In the rainy season the fields are drained into the roads, which at
times are constantly under water, and beyond Yuen-nan-fu, on my way to
Tali-fu, I often found it easier and more speedy to tramp bang across a
rice field, taking no notice of where the road ought to be. By the time
the road has sunk a few feet below the level of the adjacent land, it is
liable to be absolutely useless as a thoroughfare; it is actually a
canal, but can be neither navigated nor crossed. There are some roads
removed a little from the main roads which are quite dangerous, and it
is not by any means an uncommon thing to hear of men with their loads
being washed away by rivers where in the dry season there had been the
roads.

Dataset rows:
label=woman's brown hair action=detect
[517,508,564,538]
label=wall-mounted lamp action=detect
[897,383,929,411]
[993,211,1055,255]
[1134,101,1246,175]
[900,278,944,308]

#### Directions for this task
Answer these questions from the passage on rainy-season roads:
(a) Where are the fields drained in the rainy season?
(b) Beyond Yuen-nan-fu, on the way to Tali-fu, what did the writer often find easier and more speedy?
(c) What is it not uncommon to hear of on some roads removed a little from the main roads?
The listing has no connection to the passage on rainy-season roads.

#### Solution below
(a) Into the roads.
(b) Tramping straight across a rice field, taking no notice of where the road ought to be.
(c) Men with their loads being washed away by rivers where the roads had been in the dry season.